Directions for this task: Wherever "shrub" turns up in a line of the entries below, that line counts. Say how many such lines there are, with no other words.

Natural language region descriptions:
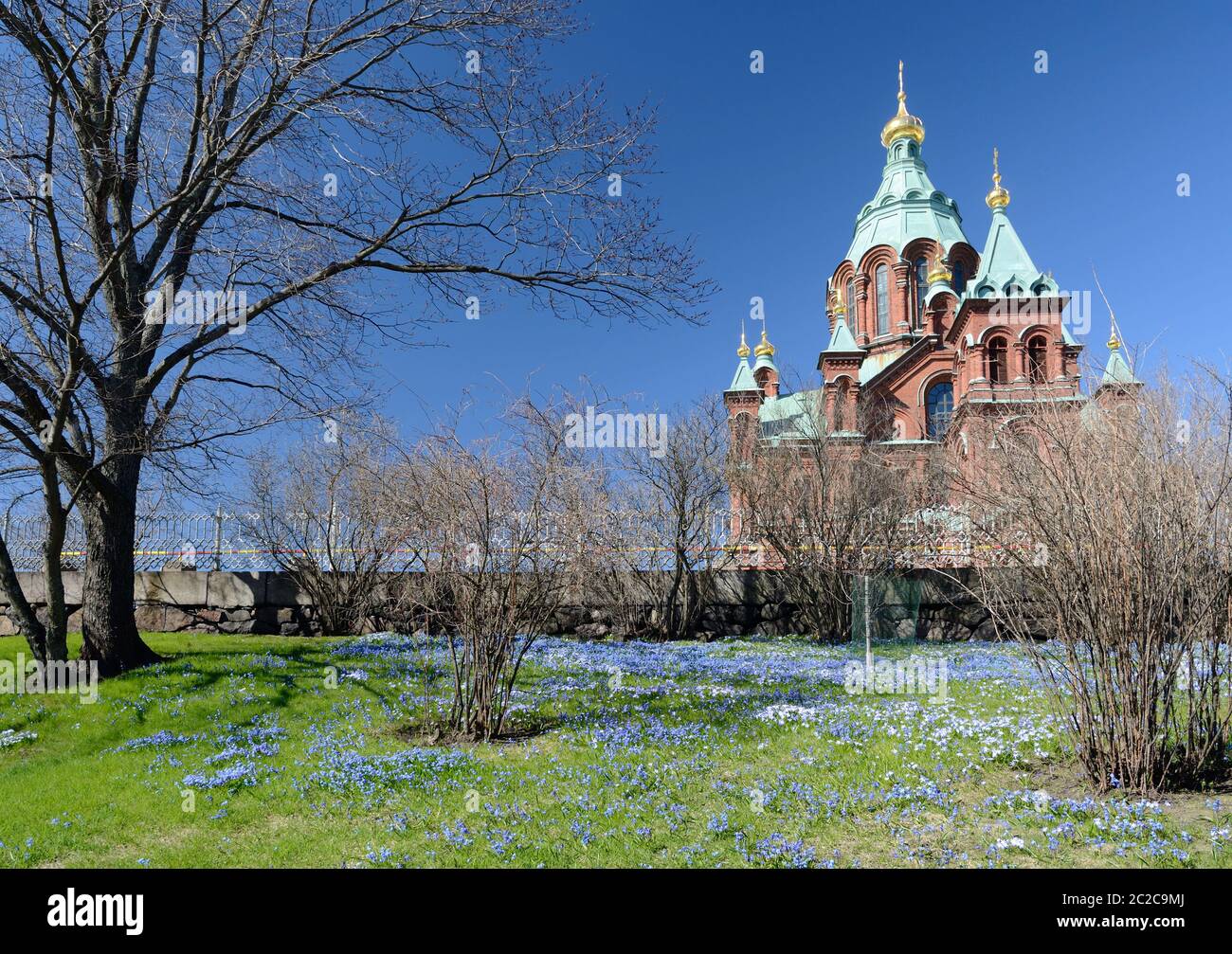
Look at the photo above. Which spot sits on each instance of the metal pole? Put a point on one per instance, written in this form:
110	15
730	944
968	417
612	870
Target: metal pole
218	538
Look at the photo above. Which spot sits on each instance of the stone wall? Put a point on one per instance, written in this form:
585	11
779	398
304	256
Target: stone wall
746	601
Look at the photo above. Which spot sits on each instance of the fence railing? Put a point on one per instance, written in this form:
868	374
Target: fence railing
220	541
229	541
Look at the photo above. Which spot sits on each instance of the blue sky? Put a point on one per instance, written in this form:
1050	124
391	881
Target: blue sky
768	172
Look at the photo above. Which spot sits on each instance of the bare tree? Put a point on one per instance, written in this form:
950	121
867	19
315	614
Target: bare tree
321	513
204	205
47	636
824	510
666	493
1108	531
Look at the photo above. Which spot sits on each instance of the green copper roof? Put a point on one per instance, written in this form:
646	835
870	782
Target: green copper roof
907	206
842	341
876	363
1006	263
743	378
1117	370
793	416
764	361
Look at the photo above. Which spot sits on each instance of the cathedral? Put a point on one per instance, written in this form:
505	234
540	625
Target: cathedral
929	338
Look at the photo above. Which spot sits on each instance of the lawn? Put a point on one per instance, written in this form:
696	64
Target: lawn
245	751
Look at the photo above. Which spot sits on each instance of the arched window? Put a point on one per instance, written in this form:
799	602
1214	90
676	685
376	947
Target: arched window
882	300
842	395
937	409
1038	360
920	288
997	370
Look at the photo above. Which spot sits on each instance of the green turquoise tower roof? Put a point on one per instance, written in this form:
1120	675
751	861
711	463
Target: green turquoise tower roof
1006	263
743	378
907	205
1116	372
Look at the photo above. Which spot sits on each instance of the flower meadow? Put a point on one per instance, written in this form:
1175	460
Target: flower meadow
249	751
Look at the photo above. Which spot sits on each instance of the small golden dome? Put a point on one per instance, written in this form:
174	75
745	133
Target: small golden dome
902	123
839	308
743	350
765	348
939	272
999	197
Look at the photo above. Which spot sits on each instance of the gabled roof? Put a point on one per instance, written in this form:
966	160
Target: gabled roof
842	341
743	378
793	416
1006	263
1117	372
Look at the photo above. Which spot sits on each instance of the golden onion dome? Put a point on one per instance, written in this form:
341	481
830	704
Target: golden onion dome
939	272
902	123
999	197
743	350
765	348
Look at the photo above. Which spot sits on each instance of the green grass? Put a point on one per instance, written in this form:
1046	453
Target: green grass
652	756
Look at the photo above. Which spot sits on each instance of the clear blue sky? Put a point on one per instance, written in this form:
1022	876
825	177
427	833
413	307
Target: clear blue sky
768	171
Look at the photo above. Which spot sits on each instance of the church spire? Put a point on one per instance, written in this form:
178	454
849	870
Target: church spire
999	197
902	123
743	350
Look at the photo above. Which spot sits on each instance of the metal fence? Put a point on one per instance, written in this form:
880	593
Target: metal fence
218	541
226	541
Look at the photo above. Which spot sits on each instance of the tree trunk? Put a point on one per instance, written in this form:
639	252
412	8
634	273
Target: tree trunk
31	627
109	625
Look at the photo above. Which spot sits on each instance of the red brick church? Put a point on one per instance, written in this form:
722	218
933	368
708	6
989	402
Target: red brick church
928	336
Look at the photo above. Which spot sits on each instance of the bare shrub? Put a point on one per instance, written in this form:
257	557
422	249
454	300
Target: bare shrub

...

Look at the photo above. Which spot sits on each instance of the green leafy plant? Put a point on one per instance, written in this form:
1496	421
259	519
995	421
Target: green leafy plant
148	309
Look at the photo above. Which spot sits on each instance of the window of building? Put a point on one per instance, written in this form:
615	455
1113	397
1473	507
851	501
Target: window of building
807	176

---

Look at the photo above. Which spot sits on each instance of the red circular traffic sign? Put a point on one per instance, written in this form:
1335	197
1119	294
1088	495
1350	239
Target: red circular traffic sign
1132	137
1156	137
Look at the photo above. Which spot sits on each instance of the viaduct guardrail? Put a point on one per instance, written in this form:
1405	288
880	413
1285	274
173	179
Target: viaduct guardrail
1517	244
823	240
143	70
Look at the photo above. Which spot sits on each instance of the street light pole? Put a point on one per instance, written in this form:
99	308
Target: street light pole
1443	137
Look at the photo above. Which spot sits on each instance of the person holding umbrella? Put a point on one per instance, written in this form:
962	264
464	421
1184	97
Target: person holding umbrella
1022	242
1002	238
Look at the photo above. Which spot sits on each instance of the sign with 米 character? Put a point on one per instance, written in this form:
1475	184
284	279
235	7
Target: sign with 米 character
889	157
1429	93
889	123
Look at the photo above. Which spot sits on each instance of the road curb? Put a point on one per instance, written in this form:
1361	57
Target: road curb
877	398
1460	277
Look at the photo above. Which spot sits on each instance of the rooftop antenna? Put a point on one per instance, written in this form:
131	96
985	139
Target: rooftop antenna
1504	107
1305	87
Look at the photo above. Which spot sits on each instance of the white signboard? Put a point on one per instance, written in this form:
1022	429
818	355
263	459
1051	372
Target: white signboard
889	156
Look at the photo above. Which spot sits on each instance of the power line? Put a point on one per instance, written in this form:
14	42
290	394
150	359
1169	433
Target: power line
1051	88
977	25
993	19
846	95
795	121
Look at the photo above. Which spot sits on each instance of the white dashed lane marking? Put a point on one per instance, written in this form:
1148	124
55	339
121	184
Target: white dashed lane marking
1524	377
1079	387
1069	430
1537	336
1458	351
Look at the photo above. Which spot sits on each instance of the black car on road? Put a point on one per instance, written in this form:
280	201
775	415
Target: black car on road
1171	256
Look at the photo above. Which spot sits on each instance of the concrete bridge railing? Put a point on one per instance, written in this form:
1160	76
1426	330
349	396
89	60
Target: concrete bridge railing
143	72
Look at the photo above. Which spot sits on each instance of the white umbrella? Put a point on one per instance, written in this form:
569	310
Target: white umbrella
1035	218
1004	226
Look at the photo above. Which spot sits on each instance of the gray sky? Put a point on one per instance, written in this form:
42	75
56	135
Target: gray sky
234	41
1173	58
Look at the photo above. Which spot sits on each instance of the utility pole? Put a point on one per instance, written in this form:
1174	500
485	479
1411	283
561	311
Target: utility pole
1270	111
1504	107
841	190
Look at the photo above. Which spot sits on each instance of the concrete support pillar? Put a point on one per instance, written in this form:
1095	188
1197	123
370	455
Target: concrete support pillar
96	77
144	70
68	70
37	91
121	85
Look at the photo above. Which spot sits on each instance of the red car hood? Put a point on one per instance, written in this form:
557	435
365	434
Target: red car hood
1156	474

Written solution: 2